Зон

Зон

«Дорогая моя ученица № 1! У тебя, ты знаешь, лёгкая рука – листок этот посылаю тебе для подтверждения сего, какая плеяда ведёт свой счёт начиная с тебя! Спасибо за память, с неизменной любовью

Борис Зон.

30 апреля 1958 года.»

Это было написано мне на программе по случаю его 60-летнего юбилея, который праздновался в Ленинградском отделении Всероссийского театрального общества Ленинградским государственным театральным институтом. Я заранее поздравила Бориса Вольфовича и в ответ получила программу этого юбилея с очень плохой его фотографией и его же припиской к фото «Хоть моя красота никогда на пленяла тебя, я всё же требую подтверждения, что здесь я даже отдалённо не похож на себя». И действительно, фото было не из лучших.

• [ЗАДАНИЯ]:
1 > Какой датой подписана надпись Бориса Зона в отрывке о Борисе Зоне?
2 > Воспроизведите дословно часть отрывка о Борисе Зоне от слов «Это было написано» до слов «не из лучших.» включительно.
3 > Продолжите отрывок о Борисе Зоне после его последнего предложения.

• [ИСХОДНЫЕ ДАННЫЕ]:

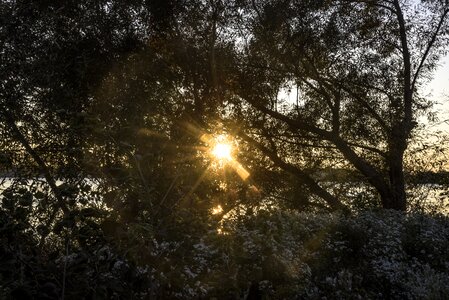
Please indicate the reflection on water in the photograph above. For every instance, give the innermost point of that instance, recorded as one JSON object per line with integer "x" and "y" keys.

• [ОТВЕТЫ]:
1 > 30 апреля 1958 года.

2 >
Это было написано мне на программе по случаю его 60-летнего юбилея, который праздновался в Ленинградском отделении Всероссийского театрального общества Ленинградским государственным театральным институтом. Я заранее поздравила Бориса Вольфовича и в ответ получила программу этого юбилея с очень плохой его фотографией и его же припиской к фото «Хоть моя красота никогда на пленяла тебя, я всё же требую подтверждения, что здесь я даже отдалённо не похож на себя». И действительно, фото было не из лучших.

3 >
Впервые я встретила Бориса Вольфовича, когда ему было лет двадцать пять. Он был актёром в Театре юного зрителя в Петрограде, а мы, ученицы Студии имени Златы Ионовны Лилиной, танцевали жар-птиц в первом тюзовском спектакле «Конёк-Горбунок» Ершова, где Борис Вольфович играл стольника.

Через год Брянцев привёл к нам в студию Бориса Вольфовича и сказал: «Теперь с вами будет заниматься Борис Вольфович, любите его и слушайтесь, вам будет с ним очень интересно». До сих пор с нами работал сам Александр Александрович, поставивший в студии «Сказку о рыбаке и рыбке», «Вильгельма Телля» и «Антигону». Все эти спектакли игрались в стенах студии, а «Телля» мы показывали несколько раз как студийный спектакль даже на сцене самого ТЮЗа. В этих спектаклях я играла роль Вильгельма Телля и Антигону.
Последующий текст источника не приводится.